[Excerpt from a dataset]
◆ ◆ ◆ ◆ ◆
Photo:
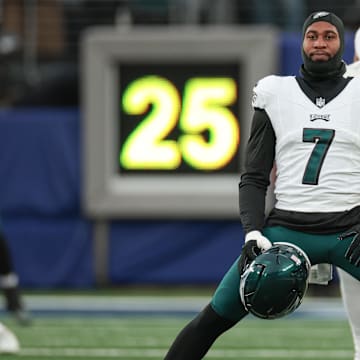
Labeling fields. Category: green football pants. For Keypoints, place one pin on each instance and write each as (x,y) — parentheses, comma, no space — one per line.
(319,248)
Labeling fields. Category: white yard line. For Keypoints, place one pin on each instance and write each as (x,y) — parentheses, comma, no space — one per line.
(311,307)
(156,353)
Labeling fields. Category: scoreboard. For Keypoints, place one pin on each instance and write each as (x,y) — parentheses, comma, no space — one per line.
(166,115)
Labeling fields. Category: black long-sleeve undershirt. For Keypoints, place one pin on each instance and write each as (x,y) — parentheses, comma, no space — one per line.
(255,179)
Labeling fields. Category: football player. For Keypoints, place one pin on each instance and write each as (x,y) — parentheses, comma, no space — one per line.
(349,286)
(308,126)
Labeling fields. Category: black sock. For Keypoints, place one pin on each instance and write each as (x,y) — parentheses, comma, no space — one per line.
(194,341)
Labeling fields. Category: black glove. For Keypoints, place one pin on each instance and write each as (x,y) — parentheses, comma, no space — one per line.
(353,252)
(248,253)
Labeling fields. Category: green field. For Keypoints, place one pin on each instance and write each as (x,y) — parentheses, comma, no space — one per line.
(98,335)
(148,337)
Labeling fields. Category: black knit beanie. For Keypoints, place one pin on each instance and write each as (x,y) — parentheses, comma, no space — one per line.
(335,63)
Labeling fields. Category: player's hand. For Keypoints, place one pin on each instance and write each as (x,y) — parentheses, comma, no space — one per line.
(353,251)
(255,244)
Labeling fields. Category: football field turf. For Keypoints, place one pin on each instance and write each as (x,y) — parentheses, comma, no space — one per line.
(104,331)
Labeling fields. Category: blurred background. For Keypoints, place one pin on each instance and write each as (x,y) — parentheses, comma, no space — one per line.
(55,242)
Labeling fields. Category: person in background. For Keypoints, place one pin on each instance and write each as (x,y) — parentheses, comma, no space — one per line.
(349,286)
(9,284)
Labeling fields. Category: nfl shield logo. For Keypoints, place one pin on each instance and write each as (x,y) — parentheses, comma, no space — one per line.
(320,102)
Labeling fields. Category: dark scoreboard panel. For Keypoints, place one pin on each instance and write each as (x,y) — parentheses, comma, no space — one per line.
(166,116)
(181,118)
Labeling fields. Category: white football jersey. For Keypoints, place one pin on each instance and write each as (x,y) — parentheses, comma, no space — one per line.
(317,150)
(353,69)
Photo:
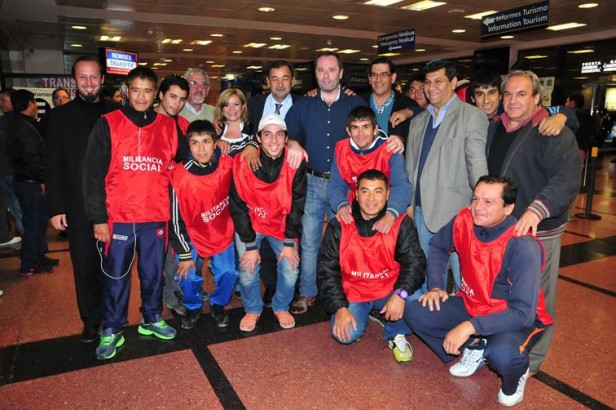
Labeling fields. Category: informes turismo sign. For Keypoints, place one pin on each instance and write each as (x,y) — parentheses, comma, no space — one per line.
(119,62)
(514,20)
(395,42)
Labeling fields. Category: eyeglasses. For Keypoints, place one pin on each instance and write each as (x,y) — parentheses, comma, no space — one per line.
(383,76)
(194,83)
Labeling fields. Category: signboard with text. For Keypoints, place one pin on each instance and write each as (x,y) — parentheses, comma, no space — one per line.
(396,42)
(514,20)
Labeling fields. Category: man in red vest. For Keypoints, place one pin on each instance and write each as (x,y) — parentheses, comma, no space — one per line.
(361,268)
(268,204)
(499,312)
(126,191)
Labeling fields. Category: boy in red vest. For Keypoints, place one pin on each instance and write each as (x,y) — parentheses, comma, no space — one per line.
(499,313)
(268,204)
(126,192)
(361,269)
(201,225)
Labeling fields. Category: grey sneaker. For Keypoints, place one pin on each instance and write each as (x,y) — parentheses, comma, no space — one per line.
(472,359)
(160,329)
(108,344)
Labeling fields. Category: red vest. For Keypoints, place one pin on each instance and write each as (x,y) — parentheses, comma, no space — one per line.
(204,206)
(137,186)
(351,164)
(484,261)
(268,204)
(368,268)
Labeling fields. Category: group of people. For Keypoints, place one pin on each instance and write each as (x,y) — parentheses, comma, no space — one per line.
(409,190)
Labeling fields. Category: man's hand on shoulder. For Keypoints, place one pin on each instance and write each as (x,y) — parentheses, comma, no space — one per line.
(343,320)
(433,298)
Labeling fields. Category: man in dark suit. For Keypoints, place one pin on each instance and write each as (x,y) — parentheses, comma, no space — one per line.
(68,133)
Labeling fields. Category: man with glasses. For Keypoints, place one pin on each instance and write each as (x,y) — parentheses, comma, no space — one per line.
(197,109)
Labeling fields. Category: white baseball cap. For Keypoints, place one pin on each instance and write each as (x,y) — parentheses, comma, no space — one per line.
(270,119)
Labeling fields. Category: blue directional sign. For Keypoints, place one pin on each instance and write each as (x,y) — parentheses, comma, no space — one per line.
◆ ◆ ◆ ◆ ◆
What this task involves: Copy out all the data without changing anything, and drop the pictures.

Answer to the task:
Photo:
Labeling fields. Category: green football pants. For Keypoints, place one pin on each instance and write each as (x,y) — parentheses, comma, no space — one per line.
(319,248)
Labeling fields. Category: white yard line. For Keypoints, place one pin on each instance and write each as (x,y) — parentheses, comma, no space — one per line.
(311,307)
(156,353)
Labeling fields. Category: scoreboard. For Keypoints, place one pin on each instance and write each as (x,y) — parentheses, comma, no space — one per line.
(166,115)
Labeling fields. Category: black long-sleeve undershirt. For Keypoints, place one pin on each instance and write each as (x,y) — parentheses, comma, no space — one per line.
(255,179)
Labeling fields. Category: football player. For Keypoints, place one pin on each instance and write each as (x,y) — parentheses, comma, no space — one per line.
(349,286)
(308,126)
Labeling fields. Category: black sock. For Keypoints, place one pin on each instance and write each as (x,y) — parentheses, comma, no space — one per line.
(194,341)
Labeling fields. Category: black glove. For Keypoints, place one pin on each instance and write each as (x,y) — parentheses, comma, no space — one per line.
(353,252)
(248,253)
Labeling fields. Category: green field. For Keypoints, place one pin on each instance and write each as (x,y) — parentheses, comma, no space — one per line.
(98,335)
(148,337)
Labeling fields. Category: black knit beanie. For Keypoints, place one pin on each instance and write each as (x,y) — parentheses, comma, no space — one per line.
(335,63)
Labeling fields. Category: player's hand. For Keypoints, place one pin on each instance and write each as (x,y) — parentheses, comma, no space — one per line.
(353,251)
(255,244)
Labeling fields. Category: football field turf. For Keypoints, place one pin on each instance and write each as (x,y) — parentheses, comma, no space — one per line.
(104,331)
Labeling fields. Category: blurred background. For Keypoints, place one pin on each instance and write each as (x,y) — parentheses, comma, no space — one per line.
(55,242)
Labeling fields. Category: person in background. For Keypoints, place one pin on each instance and write each as (x,y) — parentheses, comma, no space — one per line.
(349,286)
(9,284)
Labeling fields. Category: nfl shield logo. For Keypoints, place one pin on each instance and write each as (x,y) — parentheses, comma, no space — one per line.
(320,102)
Labeling fields. Category: dark scoreboard panel. For Keypoints, place one pin on each instance and write each as (x,y) — parentheses, comma, no space — one per line.
(166,116)
(181,118)
Labeling fields. Category: white football jersey. For Keypoints, place one pin on each instance and write each as (x,y) — parentheses, comma, no space — one per line.
(317,150)
(353,69)
Photo:
Labeling fields. Category: informes turismo sign. For Keypoints, place one pin on each instance and write each as (x,y) — parentheses, comma, no space — one per line.
(119,62)
(514,20)
(395,42)
Labeling fields. Category: eyeglasses. For Keypoints, place one pin on each instance and write each as (x,y) — parentheses, comma, no space — one per line.
(383,76)
(194,83)
Labeling fields. Category: signboard with text. For Keypoints, place one pin on each instance and write each as (x,y) — parentheses, comma, no space — one per line.
(396,42)
(514,20)
Labeling fields. Category: man in red vest. For Keypoints, place one pin on each instance and write each as (x,y) — parentheses, comma, no space — one per line.
(361,268)
(268,204)
(499,312)
(126,191)
Labeling fields. Category: boy in red vest. For Keypoints, place one pin on each instance and write each as (x,y) — parentheses, comma, no space — one per line.
(499,313)
(268,204)
(126,192)
(361,269)
(201,225)
Labeling fields. Category: grey sneaker. For Keypoints, place one pin on each instance and write each as (x,y) — parentheses, comma, no space — one per line.
(472,359)
(160,329)
(108,344)
Labeling fields. Category: red vest. For Keypoints, place one pin on each instance and write each as (x,y) — parentheses, comma, no space — one per line.
(204,206)
(137,186)
(351,164)
(484,261)
(268,204)
(368,268)
Labeling fields. Category: group of people. For Keypoints, place one pin on each instance and write each as (x,y) — parentheses, comma, no space — one per line.
(409,190)
Labeling fields. Category: man's hand on shoulder. For Keypoints, place one pin on each instance and write each as (x,y) — parentheses, comma, no space — one per line.
(343,320)
(433,298)
Labeling fields. Category: man in dark suit. For Keypoints, place one pin on each instance and write each as (x,y) — parentheses, comma, no space — one per line.
(68,133)
Labeling fields. Category: man with glasses. For Keypoints, place one pin on each instance and write each as (x,y) — parentheses, comma, no space — one per line.
(197,109)
Labeling fields. Category: white baseball cap. For Keypoints, place one pin on each instance and write each as (x,y) — parentheses, comma, no space — one per line.
(270,119)
Labeling fields. Category: blue directional sign. For Keypoints, place one pin on each instance and write each as (x,y) — parentheses, comma, no space — one per line.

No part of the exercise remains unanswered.